Exercise objective: Rewrite the listing below with every occurrence of "even-odd rule" changed to "nonzero winding rule", keeping all other text identical.

---------- Data for this task ----------

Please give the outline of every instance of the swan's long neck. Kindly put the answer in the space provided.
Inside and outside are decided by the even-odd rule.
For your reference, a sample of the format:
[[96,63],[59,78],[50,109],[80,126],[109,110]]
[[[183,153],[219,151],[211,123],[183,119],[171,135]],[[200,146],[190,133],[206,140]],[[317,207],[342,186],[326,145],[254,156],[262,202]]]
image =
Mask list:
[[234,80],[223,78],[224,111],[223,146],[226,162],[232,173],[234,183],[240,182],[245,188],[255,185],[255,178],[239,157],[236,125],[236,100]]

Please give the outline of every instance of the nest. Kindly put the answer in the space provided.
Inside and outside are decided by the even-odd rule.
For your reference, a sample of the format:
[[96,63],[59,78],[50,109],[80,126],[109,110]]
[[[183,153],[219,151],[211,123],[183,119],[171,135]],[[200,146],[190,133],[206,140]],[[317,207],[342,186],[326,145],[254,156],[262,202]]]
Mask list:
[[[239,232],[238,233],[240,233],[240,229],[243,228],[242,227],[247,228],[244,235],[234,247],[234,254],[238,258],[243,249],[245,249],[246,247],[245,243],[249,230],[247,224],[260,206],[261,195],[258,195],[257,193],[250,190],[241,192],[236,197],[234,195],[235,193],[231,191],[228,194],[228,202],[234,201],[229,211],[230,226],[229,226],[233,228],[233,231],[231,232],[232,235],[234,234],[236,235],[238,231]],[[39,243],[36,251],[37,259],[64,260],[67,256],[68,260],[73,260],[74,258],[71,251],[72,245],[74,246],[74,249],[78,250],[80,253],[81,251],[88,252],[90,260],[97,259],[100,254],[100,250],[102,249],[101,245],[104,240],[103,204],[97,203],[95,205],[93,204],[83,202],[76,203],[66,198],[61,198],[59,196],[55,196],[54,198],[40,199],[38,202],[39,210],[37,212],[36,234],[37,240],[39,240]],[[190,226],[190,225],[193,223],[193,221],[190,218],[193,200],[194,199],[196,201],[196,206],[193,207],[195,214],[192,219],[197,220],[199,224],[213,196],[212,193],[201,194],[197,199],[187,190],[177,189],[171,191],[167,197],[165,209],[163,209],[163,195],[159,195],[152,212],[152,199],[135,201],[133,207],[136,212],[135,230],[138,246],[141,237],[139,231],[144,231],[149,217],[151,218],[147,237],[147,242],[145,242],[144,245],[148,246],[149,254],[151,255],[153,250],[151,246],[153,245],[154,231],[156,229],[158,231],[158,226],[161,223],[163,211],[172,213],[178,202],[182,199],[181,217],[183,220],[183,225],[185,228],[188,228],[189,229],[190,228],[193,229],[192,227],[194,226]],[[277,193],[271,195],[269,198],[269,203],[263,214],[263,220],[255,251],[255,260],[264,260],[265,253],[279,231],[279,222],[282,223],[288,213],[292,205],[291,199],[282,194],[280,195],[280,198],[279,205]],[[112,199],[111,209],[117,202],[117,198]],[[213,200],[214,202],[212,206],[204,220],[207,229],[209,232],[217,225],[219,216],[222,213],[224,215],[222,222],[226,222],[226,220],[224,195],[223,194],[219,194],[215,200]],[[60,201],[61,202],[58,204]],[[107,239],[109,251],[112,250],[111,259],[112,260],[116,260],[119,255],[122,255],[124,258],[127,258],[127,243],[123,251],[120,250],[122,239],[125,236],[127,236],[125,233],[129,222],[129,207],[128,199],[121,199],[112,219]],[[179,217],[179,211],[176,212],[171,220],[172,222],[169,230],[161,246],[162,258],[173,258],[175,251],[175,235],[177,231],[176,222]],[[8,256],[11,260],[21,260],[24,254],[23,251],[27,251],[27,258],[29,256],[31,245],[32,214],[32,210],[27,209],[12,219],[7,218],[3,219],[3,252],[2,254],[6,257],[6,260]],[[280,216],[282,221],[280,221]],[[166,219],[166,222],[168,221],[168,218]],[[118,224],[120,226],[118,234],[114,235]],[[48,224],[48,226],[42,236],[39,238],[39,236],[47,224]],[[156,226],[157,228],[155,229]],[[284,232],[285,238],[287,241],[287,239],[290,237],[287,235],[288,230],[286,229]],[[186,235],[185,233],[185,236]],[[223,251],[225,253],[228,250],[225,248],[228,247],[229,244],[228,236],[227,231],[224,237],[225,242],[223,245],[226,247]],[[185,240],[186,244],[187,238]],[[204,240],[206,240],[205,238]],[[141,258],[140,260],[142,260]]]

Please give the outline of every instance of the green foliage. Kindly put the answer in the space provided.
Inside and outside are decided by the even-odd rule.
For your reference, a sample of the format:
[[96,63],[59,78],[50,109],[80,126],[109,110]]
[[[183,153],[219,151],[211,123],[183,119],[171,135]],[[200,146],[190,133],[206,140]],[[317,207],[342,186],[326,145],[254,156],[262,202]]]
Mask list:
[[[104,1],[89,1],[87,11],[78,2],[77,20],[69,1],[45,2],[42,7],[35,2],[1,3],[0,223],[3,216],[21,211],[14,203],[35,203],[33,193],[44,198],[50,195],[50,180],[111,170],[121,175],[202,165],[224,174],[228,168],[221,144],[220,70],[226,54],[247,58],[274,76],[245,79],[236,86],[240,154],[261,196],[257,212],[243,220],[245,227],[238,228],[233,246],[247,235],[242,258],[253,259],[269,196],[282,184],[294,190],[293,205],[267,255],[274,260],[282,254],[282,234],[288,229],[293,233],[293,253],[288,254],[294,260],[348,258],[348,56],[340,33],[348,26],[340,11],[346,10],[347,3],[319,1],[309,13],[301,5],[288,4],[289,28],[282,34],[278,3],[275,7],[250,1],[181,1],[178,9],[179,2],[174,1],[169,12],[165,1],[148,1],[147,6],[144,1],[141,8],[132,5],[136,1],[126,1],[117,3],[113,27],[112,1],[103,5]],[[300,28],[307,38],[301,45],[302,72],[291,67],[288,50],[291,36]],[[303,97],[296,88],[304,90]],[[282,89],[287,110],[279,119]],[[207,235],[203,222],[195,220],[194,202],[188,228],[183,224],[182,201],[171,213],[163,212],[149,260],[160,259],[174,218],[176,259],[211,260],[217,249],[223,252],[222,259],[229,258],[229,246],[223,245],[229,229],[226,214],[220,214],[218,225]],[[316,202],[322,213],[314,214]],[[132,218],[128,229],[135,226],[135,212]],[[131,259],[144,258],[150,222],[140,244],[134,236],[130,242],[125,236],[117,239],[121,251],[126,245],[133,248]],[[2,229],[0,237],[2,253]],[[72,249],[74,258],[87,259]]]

----------

Reply:
Please give the outline of every instance of the swan's long neck. Kindly put the answer in the space provided.
Inside and outside are decided by the nonzero winding rule.
For your reference, a sample of the format:
[[96,63],[59,78],[50,109],[80,126],[109,110]]
[[[183,153],[219,151],[211,123],[183,119],[171,135]],[[200,146],[190,133],[206,140]],[[317,207],[342,186],[326,145],[254,156],[262,202]]]
image =
Mask list:
[[234,80],[223,78],[224,111],[223,146],[226,162],[232,173],[234,183],[240,182],[245,188],[255,185],[255,178],[239,157],[236,125],[236,100]]

Please give the outline of every instance of the nest. Kindly put the answer in the space provided.
Inside and outside are decided by the nonzero winding rule.
For your reference, a sample of the format:
[[96,63],[59,78],[50,109],[80,126],[109,110]]
[[[183,153],[219,151],[211,123],[183,119],[171,135]],[[200,146],[190,133],[206,140]],[[317,207],[342,186],[326,145],[254,156],[262,202]]]
Mask list:
[[[239,232],[238,233],[240,233],[240,229],[243,228],[242,227],[247,228],[244,235],[234,247],[234,254],[238,258],[243,249],[245,249],[246,247],[245,243],[249,230],[247,224],[260,206],[261,195],[258,195],[257,193],[250,190],[241,192],[236,197],[234,195],[235,193],[231,191],[228,194],[228,202],[234,201],[229,211],[230,226],[229,226],[233,228],[233,231],[231,232],[232,235],[234,234],[236,235],[238,231]],[[39,243],[36,251],[37,259],[64,260],[67,256],[68,260],[73,260],[74,258],[71,251],[72,245],[74,246],[74,249],[78,250],[80,253],[81,251],[88,252],[90,260],[97,259],[100,254],[100,250],[102,249],[101,245],[104,240],[103,204],[97,203],[95,205],[93,204],[83,202],[76,203],[66,198],[61,198],[59,196],[55,196],[54,198],[40,199],[38,202],[39,210],[37,212],[36,234],[37,240],[39,240]],[[190,226],[190,225],[193,223],[193,221],[190,218],[193,200],[194,199],[196,201],[196,206],[193,207],[195,214],[192,219],[197,220],[199,224],[213,196],[212,193],[201,194],[197,199],[187,190],[177,189],[171,191],[167,197],[165,209],[163,209],[163,195],[159,195],[152,212],[152,199],[135,201],[133,207],[136,212],[135,230],[138,246],[141,237],[139,231],[144,231],[149,217],[151,218],[147,237],[147,242],[145,242],[144,245],[148,246],[149,254],[151,255],[153,250],[151,246],[153,245],[154,231],[156,229],[158,231],[158,226],[161,223],[163,211],[172,213],[178,202],[182,199],[181,217],[183,220],[183,225],[185,228],[188,228],[189,229],[190,228],[193,229],[192,227],[194,226]],[[277,193],[271,195],[269,198],[269,203],[263,214],[263,220],[255,251],[255,260],[264,260],[265,253],[279,231],[279,222],[282,223],[288,213],[292,205],[291,199],[282,194],[280,195],[280,198],[279,205]],[[112,199],[111,209],[117,202],[117,198]],[[213,200],[214,202],[212,206],[204,220],[207,229],[209,232],[217,225],[219,216],[222,213],[224,215],[222,222],[226,222],[226,220],[224,195],[223,194],[219,194],[215,200]],[[60,201],[61,202],[58,204]],[[107,239],[109,251],[112,250],[111,259],[112,260],[116,260],[119,255],[122,255],[124,258],[127,258],[127,243],[123,251],[120,250],[122,239],[125,236],[127,236],[125,233],[129,222],[129,207],[128,199],[121,199],[112,219]],[[179,217],[179,211],[176,212],[171,220],[172,222],[169,230],[161,246],[162,258],[173,258],[175,251],[175,235],[177,231],[176,222]],[[8,256],[11,260],[21,260],[24,254],[23,251],[27,251],[27,258],[29,256],[31,245],[32,214],[32,210],[27,209],[12,219],[7,218],[3,219],[3,252],[2,254],[6,257],[6,260]],[[280,216],[282,221],[280,221]],[[166,219],[166,222],[168,221],[168,218]],[[118,224],[120,226],[118,234],[114,235]],[[48,224],[48,226],[42,236],[39,238],[39,236],[47,224]],[[156,226],[157,228],[155,229]],[[284,232],[285,238],[287,241],[287,239],[290,237],[287,235],[288,230],[286,229]],[[186,235],[185,233],[185,236]],[[223,251],[225,253],[228,250],[225,248],[228,247],[229,244],[228,236],[227,231],[224,237],[225,242],[223,245],[226,247]],[[185,240],[186,244],[187,238]],[[204,240],[206,240],[205,238]],[[141,258],[140,260],[142,260]]]

Please give the outline of every instance of the green foliage. Kindly put the answer in the space provided.
Inside and outside are decided by the nonzero winding rule.
For your reference, a sample of the format:
[[96,63],[59,78],[50,109],[80,126],[109,110]]
[[[183,153],[219,151],[211,123],[183,119],[171,135]],[[200,146],[190,133],[206,140]],[[317,207],[342,186],[326,145],[254,156],[262,202]]]
Mask list:
[[[104,1],[89,1],[87,11],[78,2],[77,20],[69,1],[45,2],[42,7],[35,2],[1,3],[0,223],[3,216],[21,211],[14,203],[35,203],[33,193],[44,198],[50,195],[50,180],[111,170],[121,175],[202,165],[224,174],[228,168],[221,144],[220,70],[226,54],[247,58],[274,76],[245,79],[236,86],[240,154],[261,196],[257,212],[243,220],[245,227],[238,228],[233,246],[247,235],[242,258],[253,259],[269,196],[282,184],[294,190],[293,205],[267,255],[274,260],[282,254],[282,234],[288,229],[293,233],[293,253],[288,254],[294,260],[348,258],[348,56],[340,33],[348,26],[340,11],[346,10],[347,3],[319,1],[309,13],[301,5],[288,4],[289,28],[282,34],[278,3],[275,7],[250,1],[181,1],[178,9],[179,2],[174,1],[169,12],[165,1],[148,1],[147,6],[144,1],[141,8],[132,5],[136,1],[126,1],[117,3],[113,27],[112,1],[103,5]],[[300,28],[307,38],[301,45],[302,72],[291,67],[288,50],[291,36]],[[303,97],[296,88],[304,90]],[[282,89],[287,110],[279,119]],[[207,235],[203,222],[195,220],[194,202],[188,228],[183,224],[182,201],[171,213],[163,212],[149,260],[160,259],[174,218],[176,259],[211,260],[217,249],[223,252],[222,259],[229,258],[229,246],[223,245],[229,229],[226,214],[220,214],[218,225]],[[316,202],[322,213],[314,214]],[[132,218],[128,229],[135,226],[135,212]],[[131,259],[144,258],[150,222],[140,244],[134,236],[130,242],[125,236],[117,239],[121,251],[126,245],[133,248]],[[2,229],[0,237],[2,253]],[[72,249],[74,258],[87,259]]]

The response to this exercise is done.